#### [REQUIRED ACTION]
Retype each line below precisely.

##########

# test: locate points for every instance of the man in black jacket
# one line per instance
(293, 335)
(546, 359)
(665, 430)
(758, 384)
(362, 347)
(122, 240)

##########

#### [OUTPUT]
# test: locate points for every instance of the man in black jacket
# one line per instance
(293, 335)
(546, 359)
(665, 430)
(758, 384)
(362, 347)
(122, 240)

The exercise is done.